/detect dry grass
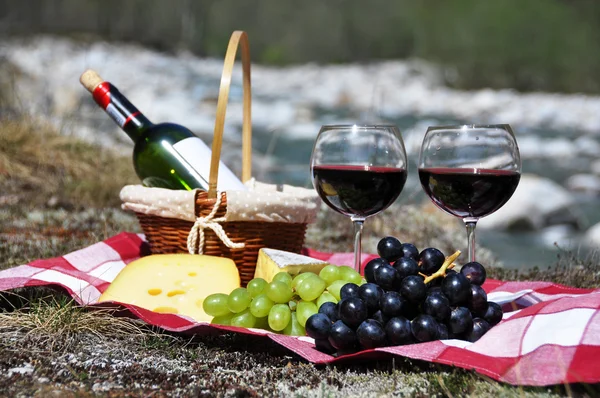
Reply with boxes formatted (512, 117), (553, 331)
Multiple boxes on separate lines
(0, 292), (153, 353)
(0, 117), (138, 208)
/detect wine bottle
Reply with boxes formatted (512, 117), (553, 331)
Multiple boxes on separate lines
(79, 69), (246, 191)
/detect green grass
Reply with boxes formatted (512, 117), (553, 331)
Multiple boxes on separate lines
(1, 117), (599, 396)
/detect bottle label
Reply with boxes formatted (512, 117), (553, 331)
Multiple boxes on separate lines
(105, 103), (127, 127)
(172, 137), (247, 191)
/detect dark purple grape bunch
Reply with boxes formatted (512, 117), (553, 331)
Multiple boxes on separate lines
(306, 236), (504, 355)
________
Problem to work on: Everything in the material except the pictures should be output verbatim.

Answer to this problem:
/detect dry grass
Reply with boxes formatted (512, 117), (553, 331)
Multiple boxes on separate lines
(0, 292), (153, 353)
(0, 117), (138, 208)
/detect wine bottle
Reply with boxes formatted (512, 117), (553, 331)
Multiple boxes on separate lines
(79, 69), (246, 191)
/detect green grass
Reply with boxes formatted (512, 117), (553, 331)
Multiple boxes on separate lines
(1, 117), (599, 396)
/detect bottle label
Reply with boxes formatted (512, 117), (553, 331)
Multiple boxes on separate lines
(105, 103), (127, 127)
(172, 137), (247, 191)
/detect dark purple grape bunch
Reply with boxes formatted (512, 117), (553, 331)
Multiple boxes on separate lines
(306, 236), (504, 355)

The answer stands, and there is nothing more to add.